SUPPLIED ENTRIES below:

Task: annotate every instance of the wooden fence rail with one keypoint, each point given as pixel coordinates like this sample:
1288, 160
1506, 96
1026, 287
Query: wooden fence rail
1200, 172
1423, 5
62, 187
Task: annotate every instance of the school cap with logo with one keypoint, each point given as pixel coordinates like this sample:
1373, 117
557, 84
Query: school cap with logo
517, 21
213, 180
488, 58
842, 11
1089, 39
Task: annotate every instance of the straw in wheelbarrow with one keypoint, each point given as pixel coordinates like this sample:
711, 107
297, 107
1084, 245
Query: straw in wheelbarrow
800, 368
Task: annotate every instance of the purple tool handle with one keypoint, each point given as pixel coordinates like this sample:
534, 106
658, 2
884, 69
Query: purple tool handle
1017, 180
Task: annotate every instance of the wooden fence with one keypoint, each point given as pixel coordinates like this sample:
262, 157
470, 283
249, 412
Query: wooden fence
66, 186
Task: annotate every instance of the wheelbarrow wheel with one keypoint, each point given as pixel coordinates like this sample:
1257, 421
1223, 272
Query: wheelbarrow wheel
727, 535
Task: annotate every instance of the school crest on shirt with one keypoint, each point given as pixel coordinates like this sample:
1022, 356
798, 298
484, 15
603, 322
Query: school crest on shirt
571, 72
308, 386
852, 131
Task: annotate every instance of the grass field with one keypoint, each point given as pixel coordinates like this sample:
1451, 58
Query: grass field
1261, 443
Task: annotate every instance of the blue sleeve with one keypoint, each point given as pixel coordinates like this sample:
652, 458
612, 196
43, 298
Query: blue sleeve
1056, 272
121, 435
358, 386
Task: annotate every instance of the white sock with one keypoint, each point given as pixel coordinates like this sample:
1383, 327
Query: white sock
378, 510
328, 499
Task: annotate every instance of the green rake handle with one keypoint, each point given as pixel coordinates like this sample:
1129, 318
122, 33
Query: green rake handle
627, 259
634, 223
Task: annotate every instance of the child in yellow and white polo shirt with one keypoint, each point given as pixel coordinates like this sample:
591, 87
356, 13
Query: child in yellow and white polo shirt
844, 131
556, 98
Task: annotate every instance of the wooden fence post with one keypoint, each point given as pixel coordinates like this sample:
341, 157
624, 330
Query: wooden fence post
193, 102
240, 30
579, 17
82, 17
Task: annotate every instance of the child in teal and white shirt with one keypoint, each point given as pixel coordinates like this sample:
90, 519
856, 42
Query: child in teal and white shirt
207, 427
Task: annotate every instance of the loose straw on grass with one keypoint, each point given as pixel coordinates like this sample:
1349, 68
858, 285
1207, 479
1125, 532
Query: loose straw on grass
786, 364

End of SUPPLIED ENTRIES.

> **TASK TO COMPLETE**: Set the records above down again, exactly as they read.

> **EXERCISE SOLUTION**:
Task: annotate every instance of the wooden fence rail with one keypoint, each point given as pixel coordinates like this sample:
1288, 160
1506, 96
1026, 287
Query: wooden fence rail
1200, 172
1423, 5
62, 187
Task: annotate every instance of the school cap with logo with one keypoint, each point given as pixel coordinates like this sample:
1373, 117
557, 84
Query: school cap with logo
517, 21
213, 180
488, 58
842, 11
1089, 39
Task: annotate every instance of the straw in wheelbarrow with one keypoint, each point given as pixel coordinates like this sample:
711, 107
297, 107
1084, 245
Query: straw in wheelbarrow
800, 368
Task: annotate every instance of the purple tool handle with one keypoint, each point given as pixel coordinates like this sample:
534, 106
658, 2
884, 69
Query: purple tool handle
1017, 180
Task: annotate every instance of the wooden fence with one keypoint, each point given as pixel coordinates like this sample:
262, 157
470, 283
249, 412
Query: wooden fence
66, 186
Task: annotate every instance of the wheelbarrow wheel with one keypoint, each point given as pixel coordinates like this sample:
1257, 421
1223, 272
Query: wheelbarrow wheel
727, 535
Task: annotate every instance of the school crest on shirt with one keypoint, each point given as pixel coordinates like this sample:
1022, 356
798, 298
484, 15
603, 322
Query: school crest on shirt
571, 72
308, 386
852, 131
Task: annotate every instance of the grass field with one keypoint, each point given as pixel coordinates like this sample:
1451, 58
Query: grass field
1261, 443
Task: annotate every instance of the blue sleeve with one keypoint, each point given as pixel coordinates like this sample:
652, 458
612, 196
43, 298
Query: blue sleeve
1056, 272
121, 435
358, 386
Task: annotate every instance of the white sock with one keypoint, each point given as pixel coordinates like this sample:
1383, 327
Query: white sock
378, 510
328, 499
Task: annotate every instance of the green rake handle with one keypoint, each point given as pixel coordinates like this sample:
1129, 318
122, 33
Query: green rake handle
627, 259
634, 223
Task: annotate every instance of the child in yellow and white polo shirt with one keypoint, each point given as pixel coordinates like this sample:
591, 87
356, 13
Query: child in yellow and white polo shirt
844, 131
556, 98
Task: annotate every instance of the wooden fence post with one keypoint, each point given as pixel coordinates like this sample:
341, 157
624, 330
Query: wooden fence post
193, 102
240, 30
579, 17
82, 17
Task: annotate every instance of the child in teal and white shirt with one keypoint, each point given as pixel coordinates like this sample:
90, 519
856, 42
Query: child in teal and white shirt
207, 427
Task: annotate every instance of the loose straw on grass with one keypoint, each point given as pixel coordinates like this sample:
1349, 68
858, 285
1207, 479
1125, 532
Query: loose straw on grass
786, 364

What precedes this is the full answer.